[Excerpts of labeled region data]
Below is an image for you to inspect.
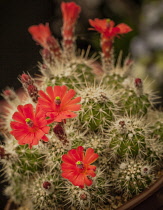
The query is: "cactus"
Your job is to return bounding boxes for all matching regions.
[0,2,163,210]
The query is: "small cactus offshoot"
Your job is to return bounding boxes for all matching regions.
[0,2,163,210]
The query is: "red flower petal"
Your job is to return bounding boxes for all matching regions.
[117,23,132,34]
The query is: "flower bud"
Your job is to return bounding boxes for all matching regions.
[42,181,52,190]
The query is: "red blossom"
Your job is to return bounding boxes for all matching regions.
[28,23,52,48]
[61,146,98,188]
[38,85,81,123]
[10,104,50,148]
[89,18,132,39]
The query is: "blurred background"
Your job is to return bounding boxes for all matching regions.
[0,0,163,210]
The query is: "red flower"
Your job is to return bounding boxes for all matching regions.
[38,85,81,123]
[89,18,132,39]
[28,23,51,48]
[61,146,98,188]
[10,104,50,148]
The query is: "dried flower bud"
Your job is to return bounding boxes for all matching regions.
[119,121,125,128]
[80,193,87,200]
[135,78,143,88]
[53,122,68,144]
[3,89,16,101]
[27,85,38,103]
[20,74,34,86]
[0,147,5,159]
[42,181,52,190]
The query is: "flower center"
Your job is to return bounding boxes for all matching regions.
[76,161,84,169]
[119,121,125,128]
[54,96,61,105]
[25,118,34,127]
[106,18,110,28]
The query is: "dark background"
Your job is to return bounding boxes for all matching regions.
[0,0,162,210]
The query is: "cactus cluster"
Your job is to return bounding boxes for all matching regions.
[0,2,163,210]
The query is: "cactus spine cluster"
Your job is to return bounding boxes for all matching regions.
[0,2,163,210]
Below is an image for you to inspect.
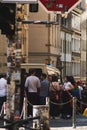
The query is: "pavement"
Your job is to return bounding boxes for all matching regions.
[50,115,87,130]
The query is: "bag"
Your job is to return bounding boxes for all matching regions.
[50,91,59,100]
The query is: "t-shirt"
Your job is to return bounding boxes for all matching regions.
[40,79,50,97]
[25,76,40,93]
[64,82,71,90]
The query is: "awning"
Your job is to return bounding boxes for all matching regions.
[46,65,60,75]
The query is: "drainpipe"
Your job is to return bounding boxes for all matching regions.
[48,14,51,64]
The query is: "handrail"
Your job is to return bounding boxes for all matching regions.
[0,116,40,128]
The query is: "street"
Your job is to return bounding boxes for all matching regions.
[50,115,87,130]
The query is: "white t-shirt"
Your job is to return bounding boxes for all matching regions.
[25,76,40,93]
[0,78,7,97]
[64,82,71,90]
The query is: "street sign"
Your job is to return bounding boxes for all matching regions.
[0,0,38,3]
[40,0,82,12]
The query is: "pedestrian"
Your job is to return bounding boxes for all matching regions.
[25,69,40,115]
[49,75,60,118]
[62,76,74,119]
[0,74,7,112]
[40,73,50,105]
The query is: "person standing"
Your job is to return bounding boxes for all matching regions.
[40,73,50,105]
[49,75,60,118]
[62,76,74,119]
[0,74,7,112]
[25,69,40,115]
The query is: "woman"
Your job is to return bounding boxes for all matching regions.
[62,76,74,118]
[49,75,60,118]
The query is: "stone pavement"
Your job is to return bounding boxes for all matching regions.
[50,115,87,130]
[51,126,87,130]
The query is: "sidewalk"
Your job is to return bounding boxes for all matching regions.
[50,126,87,130]
[50,115,87,130]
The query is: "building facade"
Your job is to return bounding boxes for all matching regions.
[25,1,86,80]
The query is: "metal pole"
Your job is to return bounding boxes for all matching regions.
[86,18,87,87]
[72,97,76,128]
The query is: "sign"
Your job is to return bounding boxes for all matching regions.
[0,0,38,3]
[40,0,82,12]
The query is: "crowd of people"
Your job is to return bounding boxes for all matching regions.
[25,69,83,119]
[0,69,87,119]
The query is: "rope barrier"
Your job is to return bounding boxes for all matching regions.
[50,99,72,106]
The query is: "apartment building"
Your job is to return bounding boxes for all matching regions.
[28,0,85,80]
[0,31,8,73]
[29,6,60,66]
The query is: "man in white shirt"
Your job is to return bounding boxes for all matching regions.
[0,74,7,112]
[25,69,40,115]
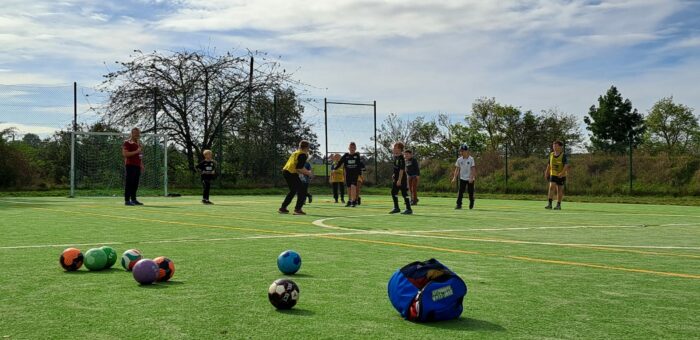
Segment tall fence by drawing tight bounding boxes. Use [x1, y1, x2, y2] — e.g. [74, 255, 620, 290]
[0, 84, 700, 196]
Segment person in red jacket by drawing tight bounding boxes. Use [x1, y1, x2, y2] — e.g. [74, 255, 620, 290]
[122, 128, 144, 206]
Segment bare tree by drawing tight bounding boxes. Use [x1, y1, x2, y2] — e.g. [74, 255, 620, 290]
[101, 50, 290, 171]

**What the task requires**. Reproduce the lines of every entry above word for word, omitting the pictures from your answer.

**Exercise response**.
Below is an image for you to inspect.
The query is: "cactus"
Your job is to return bounding boxes for all matching regions.
[0,2,163,210]
The query is: "small cactus offshoot"
Your job is to return bounding boxes for all matching regions.
[0,2,163,210]
The query is: "red flower petal"
Your job is to return bounding boxes for all matching regions.
[117,23,132,34]
The query is: "flower bud"
Your job is to return bounding boxes for all matching regions.
[42,181,52,190]
The query is: "red blossom"
Your job is to return bounding boxes for all matching regions.
[28,23,52,48]
[61,146,98,188]
[38,85,81,123]
[10,104,50,148]
[89,18,132,39]
The query is: "blurred background"
Your job is to return bounding boxes for all matching regions.
[0,0,163,210]
The query is: "red flower"
Your job is to return bounding boxes for all matching regions.
[38,85,81,123]
[89,18,132,39]
[28,23,51,48]
[61,146,98,188]
[10,104,50,148]
The query is: "dried flower bud"
Your job is to return bounding boxes for all matching regions.
[119,121,125,128]
[80,193,87,200]
[135,78,143,88]
[53,122,68,144]
[3,89,16,101]
[27,85,38,103]
[20,74,34,86]
[0,147,5,159]
[42,181,52,190]
The query is: "flower center"
Your job is to return bounding boxes for all matching regions.
[76,161,84,169]
[119,121,125,128]
[54,96,61,105]
[25,118,34,127]
[106,18,110,28]
The query is: "dark background"
Your job is to return bounding boxes for all matching regions.
[0,0,162,210]
The query is: "cactus cluster"
Your job is to return bounding boxes for all matching regions.
[0,2,163,210]
The query is: "cactus spine cluster"
Your job is to return bounding boxes for all matching regions.
[0,2,163,210]
Below is an image for you to inspect.
The query is: "pavement"
Your job is to return bounding boxes for all matching regions.
[50,115,87,130]
The query is: "bag"
Your job is to return bounding boxes for all matching regions.
[50,91,59,100]
The query is: "t-shirt"
Your job is to return bounding boxes for all matching regions.
[40,79,50,97]
[25,76,40,93]
[64,82,71,90]
The query is: "awning"
Your job is to return bounding boxes for all matching regions.
[46,65,60,75]
The query is: "drainpipe"
Your job is to return bounding boxes for all matching regions.
[48,14,51,64]
The query is: "handrail"
Your job is to return bounding boxes for all matching regions.
[0,116,40,128]
The query is: "street"
Your job is to return bounding boxes for all matching regions.
[50,115,87,130]
The query is: "white t-shirt"
Your job is to return bounding boxes for all matching regions.
[25,76,40,93]
[0,78,7,97]
[64,82,71,90]
The query is: "street sign"
Your job is to return bounding boxes for all matching regions.
[0,0,38,3]
[40,0,82,12]
The query is: "pedestrian"
Your job is to return bounding boxes for all matching regions.
[25,69,40,115]
[49,75,60,118]
[62,76,74,119]
[0,74,7,112]
[40,73,50,105]
The query is: "person standing"
Your job is to return bounding boxes for all matching regions.
[40,73,50,105]
[49,75,60,118]
[62,76,74,119]
[0,74,7,112]
[25,69,40,115]
The query is: "woman"
Your job is to return bounding boxes for all matching regions.
[62,76,74,118]
[49,75,60,118]
The query is: "stone pavement"
Your job is to return bounding boxes for all matching regions.
[50,115,87,130]
[51,126,87,130]
The query is: "sidewalk"
Your job is to return bounding boxes for all matching regions.
[50,126,87,130]
[50,115,87,130]
The query is: "building facade"
Your job is to return bounding boxes for all matching regions.
[25,1,86,80]
The query is: "metal pole"
Your job is to return bounding boxes for all matching regions.
[86,18,87,87]
[72,97,76,128]
The query is: "sign"
Your job is to return bounding boxes for all matching regions.
[0,0,38,3]
[40,0,82,12]
The query is: "crowd of people"
Your job is to return bounding boxes for all matching regions.
[25,69,83,119]
[0,69,87,119]
The query is: "rope barrier"
Your job is to return bounding boxes for all matching regions.
[50,99,72,106]
The query is: "apartment building"
Your job is to return bounding boxes for all matching regions.
[28,0,85,80]
[0,31,8,73]
[29,6,60,66]
The query is: "man in white shirt"
Your job is to return bounding boxes for all matching regions.
[0,74,7,112]
[25,69,40,115]
Segment tall fence by drawing tight bounding boxes. Use [x1, y1, x2, y2] — e.g. [74, 255, 620, 290]
[0, 84, 700, 196]
Segment person in red jacket by drawing tight bounding boxes. Use [x1, y1, x2, y2] — e.g. [74, 255, 620, 290]
[122, 128, 144, 206]
Segment bare tree by drawing tight bounding boxes. Use [x1, y1, x2, y2] — e.g. [74, 255, 620, 290]
[101, 50, 290, 171]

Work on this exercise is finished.